TEXTE PRÉSENTÉ
::::::::::
Une lutte de tous les instants pour sauver des territoires et leurs habitants, alors que ces incendies peuvent atteindre une vitesse de propagation de 5 km/h, soit 83 mètres par minute.
Pourquoi le sud de la France est-il autant touché ?
Avec près de 24 000 hectares de surface incendiés par an en moyenne entre 1973 et 2008, la région méditerranéenne française fait partie des cinq régions européennes les plus touchées par les incendies de forêt.
Plusieurs facteurs l’expliquent. D’abord, le climat. Avec des températures importantes, souvent ponctuées par un vent chaud et imprévisible, tout concorde à favoriser les départs de feu. La végétation est également un facteur aggravant. En été, dans le sud de la France, des plantes comme les herbacées terminent leur cycle de vie, et les pins perdent leurs aiguilles pour diminuer leur masse foliaire. Autant de matière sèche très combustible.
::::::::::
DONNÉES EXTRAITES
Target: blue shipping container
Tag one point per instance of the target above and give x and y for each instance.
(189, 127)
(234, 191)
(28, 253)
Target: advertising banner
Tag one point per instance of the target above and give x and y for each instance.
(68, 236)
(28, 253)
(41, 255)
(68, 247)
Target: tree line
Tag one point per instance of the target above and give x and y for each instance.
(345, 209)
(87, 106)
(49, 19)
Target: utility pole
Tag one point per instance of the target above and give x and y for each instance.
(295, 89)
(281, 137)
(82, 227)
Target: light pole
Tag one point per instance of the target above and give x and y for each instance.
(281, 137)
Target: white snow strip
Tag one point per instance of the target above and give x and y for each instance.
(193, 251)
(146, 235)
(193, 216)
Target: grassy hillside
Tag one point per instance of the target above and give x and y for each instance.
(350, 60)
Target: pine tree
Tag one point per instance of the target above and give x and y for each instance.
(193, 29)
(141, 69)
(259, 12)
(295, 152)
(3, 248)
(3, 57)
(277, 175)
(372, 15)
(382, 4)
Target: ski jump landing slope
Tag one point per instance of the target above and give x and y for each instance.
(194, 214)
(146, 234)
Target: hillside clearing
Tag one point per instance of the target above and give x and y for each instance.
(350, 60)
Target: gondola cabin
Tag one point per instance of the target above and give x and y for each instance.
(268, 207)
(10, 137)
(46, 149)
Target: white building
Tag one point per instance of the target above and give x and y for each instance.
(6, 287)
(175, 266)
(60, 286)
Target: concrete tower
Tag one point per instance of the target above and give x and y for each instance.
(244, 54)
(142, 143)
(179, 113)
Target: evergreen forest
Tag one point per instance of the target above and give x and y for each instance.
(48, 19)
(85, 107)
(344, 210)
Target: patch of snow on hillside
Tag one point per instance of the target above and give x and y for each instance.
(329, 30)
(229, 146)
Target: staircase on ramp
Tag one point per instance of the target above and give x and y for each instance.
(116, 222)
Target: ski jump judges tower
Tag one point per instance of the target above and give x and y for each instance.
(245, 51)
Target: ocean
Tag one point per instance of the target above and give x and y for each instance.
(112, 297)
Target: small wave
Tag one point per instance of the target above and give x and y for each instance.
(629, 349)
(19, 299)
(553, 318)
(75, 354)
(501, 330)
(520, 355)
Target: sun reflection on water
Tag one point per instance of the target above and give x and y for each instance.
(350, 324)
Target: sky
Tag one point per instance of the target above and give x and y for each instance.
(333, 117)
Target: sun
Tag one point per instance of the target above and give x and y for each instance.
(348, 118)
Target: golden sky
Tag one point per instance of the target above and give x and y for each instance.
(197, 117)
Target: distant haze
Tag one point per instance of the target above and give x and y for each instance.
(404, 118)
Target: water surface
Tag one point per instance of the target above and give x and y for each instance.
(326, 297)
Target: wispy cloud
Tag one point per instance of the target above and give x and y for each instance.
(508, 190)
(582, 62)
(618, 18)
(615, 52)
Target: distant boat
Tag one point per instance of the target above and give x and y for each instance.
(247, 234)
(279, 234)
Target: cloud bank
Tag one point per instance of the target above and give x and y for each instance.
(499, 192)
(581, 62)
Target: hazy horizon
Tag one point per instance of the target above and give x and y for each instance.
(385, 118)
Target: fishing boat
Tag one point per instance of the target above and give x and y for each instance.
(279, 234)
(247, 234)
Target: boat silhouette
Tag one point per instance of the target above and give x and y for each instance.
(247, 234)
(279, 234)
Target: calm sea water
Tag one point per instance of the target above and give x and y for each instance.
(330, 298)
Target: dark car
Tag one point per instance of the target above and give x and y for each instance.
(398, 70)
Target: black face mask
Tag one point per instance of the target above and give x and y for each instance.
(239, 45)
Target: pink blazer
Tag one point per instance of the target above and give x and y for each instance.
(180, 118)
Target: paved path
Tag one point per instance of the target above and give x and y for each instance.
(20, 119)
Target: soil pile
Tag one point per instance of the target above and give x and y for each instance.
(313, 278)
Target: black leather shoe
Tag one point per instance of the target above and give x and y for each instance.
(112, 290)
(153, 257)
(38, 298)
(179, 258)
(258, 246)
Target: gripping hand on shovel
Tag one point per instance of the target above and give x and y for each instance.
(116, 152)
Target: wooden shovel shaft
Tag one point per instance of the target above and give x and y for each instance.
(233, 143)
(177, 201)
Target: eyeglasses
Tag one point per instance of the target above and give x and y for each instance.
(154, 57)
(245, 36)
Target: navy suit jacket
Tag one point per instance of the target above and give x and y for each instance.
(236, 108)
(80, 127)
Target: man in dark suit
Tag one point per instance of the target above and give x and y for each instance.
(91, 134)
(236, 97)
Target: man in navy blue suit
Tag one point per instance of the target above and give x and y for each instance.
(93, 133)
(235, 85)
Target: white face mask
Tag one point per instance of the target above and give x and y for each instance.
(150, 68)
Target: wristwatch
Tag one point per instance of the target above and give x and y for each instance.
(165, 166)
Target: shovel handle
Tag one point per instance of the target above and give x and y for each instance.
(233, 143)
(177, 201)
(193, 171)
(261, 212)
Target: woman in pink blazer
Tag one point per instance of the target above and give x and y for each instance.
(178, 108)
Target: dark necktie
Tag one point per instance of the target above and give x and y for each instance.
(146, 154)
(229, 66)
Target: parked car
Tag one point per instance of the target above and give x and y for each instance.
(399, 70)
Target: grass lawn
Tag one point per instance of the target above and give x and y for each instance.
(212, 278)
::::::::::
EXERCICES
(a) D'après le texte sur les incendies de forêt, quelle vitesse de propagation ces incendies peuvent-ils atteindre ?
(b) Recopiez le passage du texte sur les incendies de forêt depuis « Plusieurs facteurs l’expliquent. » jusqu'à « sèche très combustible. » inclus.

RÉPONSES
(a) 5 km/h, soit 83 mètres par minute.

(b)
Plusieurs facteurs l’expliquent. D’abord, le climat. Avec des températures importantes, souvent ponctuées par un vent chaud et imprévisible, tout concorde à favoriser les départs de feu. La végétation est également un facteur aggravant. En été, dans le sud de la France, des plantes comme les herbacées terminent leur cycle de vie, et les pins perdent leurs aiguilles pour diminuer leur masse foliaire. Autant de matière sèche très combustible.